**CEL ZADANIA:** Proszę napisać dalszy ciąg tekstu o wywiadzie ministra zdrowia dotyczącym końca pandemii COVID-19, zaczynając bezpośrednio po jego ostatnim zdaniu.

**TEKST ĆWICZENIA:**
=====
Adam Niedzielski w wywiadzie dla „Dziennika Gazety Prawnej” zapowiedział, że jeżeli liczba zakażeń spadnie poniżej tysiąca dziennie, resort zakończy codzienne raportowanie nowych przypadków COVID-19. Minister zdrowia odniósł się także do swoich słów o „początku końca pandemii”.
Szef resortu zdrowia w rozmowie z „DGP” pytany był, czy jego słowa o „początku końca pandemii” nie są zbyt ryzykowne. „Ale popatrzmy teraz na to, co się dzieje globalnie, w krajach, w których kolejne fale pandemii występowały o wiele wcześniej niż u nas. COVID-19 nie znika, ale jest w coraz większym stopniu kontrolowany. Państwa odchodzą więc od restrykcji bez narażenia systemu szpitalnictwa na niewydolność. Widać to bardzo dobrze w czasie obecnej fali omikronowej. Dzienne zakażenia są najwyższe od początku pandemii, jednak nie idzie za tym znaczący wzrost hospitalizacji” – mówił.
Jednocześnie Adam Niedzielski zaznaczył, że koniec pandemii nie oznacza wcale końca wirusa. „Zwracam uwagę na jedną ważną rzecz: początek końca pandemii nie oznacza końca SARS-CoV-2. To koniec zjawiska, które było totalnym zagrożeniem dla zdrowia publicznego, ale nie koniec obecności wirusa w Polsce i na świecie” – stwierdził.
=====
**FRAGMENTY DANYCH:**

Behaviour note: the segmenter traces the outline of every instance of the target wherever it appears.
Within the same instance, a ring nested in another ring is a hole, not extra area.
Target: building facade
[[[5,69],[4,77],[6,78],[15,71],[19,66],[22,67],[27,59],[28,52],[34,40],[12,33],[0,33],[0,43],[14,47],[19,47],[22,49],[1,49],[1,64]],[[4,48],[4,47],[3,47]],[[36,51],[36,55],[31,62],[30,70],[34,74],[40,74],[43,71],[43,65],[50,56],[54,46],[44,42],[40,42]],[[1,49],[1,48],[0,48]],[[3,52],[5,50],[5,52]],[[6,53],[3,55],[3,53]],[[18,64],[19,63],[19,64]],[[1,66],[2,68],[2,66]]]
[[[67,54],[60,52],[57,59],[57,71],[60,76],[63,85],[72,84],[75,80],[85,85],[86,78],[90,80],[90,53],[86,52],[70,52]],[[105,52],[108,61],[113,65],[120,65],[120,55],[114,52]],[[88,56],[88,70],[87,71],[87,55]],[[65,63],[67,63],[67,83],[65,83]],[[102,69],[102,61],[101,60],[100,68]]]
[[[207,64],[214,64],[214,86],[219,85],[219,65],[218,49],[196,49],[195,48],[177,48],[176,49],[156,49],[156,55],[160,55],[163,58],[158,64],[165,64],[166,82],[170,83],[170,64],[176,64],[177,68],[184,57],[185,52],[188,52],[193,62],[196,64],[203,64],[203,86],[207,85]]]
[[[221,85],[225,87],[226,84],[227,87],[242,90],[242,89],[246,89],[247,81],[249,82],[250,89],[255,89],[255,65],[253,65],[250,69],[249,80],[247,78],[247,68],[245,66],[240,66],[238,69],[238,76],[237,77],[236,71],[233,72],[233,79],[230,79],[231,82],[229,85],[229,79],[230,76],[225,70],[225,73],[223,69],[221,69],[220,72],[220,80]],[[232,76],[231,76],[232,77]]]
=====
**WYNIK ĆWICZENIA:**
Adam Niedzielski zapowiada zniesienie obostrzeń
Niedzielski po raz kolejny potwierdził po raz kolejny, że jeżeli w marcu zejdziemy poniżej 10 tysięcy dziennych zakażeń, będzie rekomendował premierowi znoszenie obostrzeń. Będą to między innymi restrykcje dotyczące limitów w miejscach publicznych, ale nie tylko.
„Drugim krokiem może być zniesienie obowiązku noszenia maseczek. Ale podkreślam, że będzie to uzależnione od utrzymania się spadkowej tendencji zakażeń. Na pewno te dwa kroki nie wystąpią w tym samym czasie. Jeżeli COVID-19 przestanie być obciążający dla szpitali, podobnie jak grypa, to zakończymy też codzienne raportowanie nowych przypadków” – poinformował.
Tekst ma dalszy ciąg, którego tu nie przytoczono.